- **Text segment**:
++++++

Joan Didion, from Sacramento, opened the window of the bus she took from Idlewild (later Kennedy) Airport to Manhattan to get a glimpse of the skyline, but all she could see was the “wastes of Queens” and signs that said MIDTOWN TUNNEL THIS WAY. There was a sudden summer shower, which seemed exotic and remarkable to her because she was from the West, where there was no summer rain. She was a junior at Berkeley when she flew to New York that June of 1955 to be a college guest editor at Mademoiselle . She remembers it as her first trip on a plane. She recounted, in Slouching Towards Bethlehem , that the temporary terminal at Idlewild smelled of mildew, and some instinct, “programmed” by all the songs, movies, and stories she knew of New York, told her things would never be the same again.
On the train I took, after the great steak dinner in the dining car, I read until the overhead lights went out and then put down the anthology with Van Doren’s essay in it on the seat beside me. I pressed my face against the darkened window, watching the scattered lights of isolated farmhouses shining like beacons across the fields as we moved through the land I could love perhaps for the first time now that I was leaving it.

++++++

- **Problems to work on**:
a) According to the memoir passage, why did the sudden summer shower seem exotic and remarkable to Joan Didion? Answer in one to three sentences.
b) For each statement, say whether it agrees with the memoir passage, and quote the words that decide it: (i) Joan Didion flew to New York in June 1955. (ii) From the bus window, Joan Didion got a view of the Manhattan skyline. (iii) On the train, the narrator read until the overhead lights went out.
c) Write the next part of the memoir passage, picking up after its last sentence.
The items that come after the memoir passage are not needed.

Excerpts from point annotation data:
++++++

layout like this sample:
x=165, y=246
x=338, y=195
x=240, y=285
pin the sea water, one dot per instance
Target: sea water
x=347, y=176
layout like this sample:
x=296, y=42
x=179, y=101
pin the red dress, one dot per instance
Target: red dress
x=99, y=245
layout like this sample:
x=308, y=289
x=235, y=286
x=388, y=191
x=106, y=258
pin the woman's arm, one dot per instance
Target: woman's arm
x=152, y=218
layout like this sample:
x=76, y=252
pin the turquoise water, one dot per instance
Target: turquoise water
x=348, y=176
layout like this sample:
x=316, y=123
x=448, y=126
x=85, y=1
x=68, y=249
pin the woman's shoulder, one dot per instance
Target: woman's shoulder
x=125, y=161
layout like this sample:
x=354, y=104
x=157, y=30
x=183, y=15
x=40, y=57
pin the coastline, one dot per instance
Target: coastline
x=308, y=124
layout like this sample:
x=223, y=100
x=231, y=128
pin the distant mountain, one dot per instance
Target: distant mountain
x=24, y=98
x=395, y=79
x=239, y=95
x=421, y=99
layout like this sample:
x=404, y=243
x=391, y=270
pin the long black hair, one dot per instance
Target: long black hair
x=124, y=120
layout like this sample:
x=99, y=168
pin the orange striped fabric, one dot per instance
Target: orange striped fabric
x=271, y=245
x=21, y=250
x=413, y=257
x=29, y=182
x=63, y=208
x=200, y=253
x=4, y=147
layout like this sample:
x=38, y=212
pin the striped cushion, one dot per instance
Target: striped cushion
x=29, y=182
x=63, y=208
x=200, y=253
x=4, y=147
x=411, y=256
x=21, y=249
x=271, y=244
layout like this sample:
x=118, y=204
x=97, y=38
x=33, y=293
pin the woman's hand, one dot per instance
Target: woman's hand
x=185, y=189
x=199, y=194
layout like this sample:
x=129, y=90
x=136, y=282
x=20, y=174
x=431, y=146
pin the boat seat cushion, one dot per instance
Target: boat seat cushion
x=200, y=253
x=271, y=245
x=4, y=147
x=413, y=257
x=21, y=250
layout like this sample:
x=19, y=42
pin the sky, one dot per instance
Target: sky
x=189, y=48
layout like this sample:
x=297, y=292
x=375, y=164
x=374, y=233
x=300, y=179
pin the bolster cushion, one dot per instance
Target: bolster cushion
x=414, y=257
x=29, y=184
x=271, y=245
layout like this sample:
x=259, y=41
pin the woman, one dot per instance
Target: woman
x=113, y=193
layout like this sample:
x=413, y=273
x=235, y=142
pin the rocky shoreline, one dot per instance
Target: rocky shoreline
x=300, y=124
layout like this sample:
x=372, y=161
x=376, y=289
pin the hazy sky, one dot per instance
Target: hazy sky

++++++

- **Expected outputs**:
a) The shower seemed exotic and remarkable to her because she was from the West, where there was no summer rain.

b)
(i) Yes: "she flew to New York that June of 1955"
(ii) No: "all she could see was the “wastes of Queens” and signs that said MIDTOWN TUNNEL THIS WAY"
(iii) Yes: "I read until the overhead lights went out"

c)
The next morning I woke to the bright winter sunlight reflecting on steel and glass skyscrapers packed in a proud, upreaching outline, the one my friend Ted was thrilled to see from the Jersey Turnpike at night, the one my future professor and mentor, C. Wright Mills, pointed at one morning when we crossed the George Washington Bridge and said with a challenge in his voice, “Take that one, boy!”
2. Lions and Cubs on Morningside Heights
When New Yorkers said “train” it meant the subway. As in Duke Ellington’s “Take the A Train,” you took the train to go downtown to Greenwich Village or uptown to Columbia, on Morningside Heights. I took the IRT line to the local stop at 116th and Broadway and got off there to go to college. Crash and toot of congested traffic, underground earthquaking rush of the subway, faces black, yellow, and swarthy, voices speaking in foreign tongues, made the place seem as alien as Rangoon, yet I felt at home, sensing it was where I should be.
Columbia bore no resemblance to the idyllic, pastoral campuses of the movies, or the ones I knew in the Midwest, where ivy-clad buildings were set on rolling hills with ancient elms, and chapel bells tolled the slow passage of time. The quad of dormitories and classroom buildings that made up Columbia College was set in the gritty heart of the city, and the catalogue boasted, “New York is our laboratory.” I loved it. What could be more removed from the rah-rah frat-house collegiate life I had fled?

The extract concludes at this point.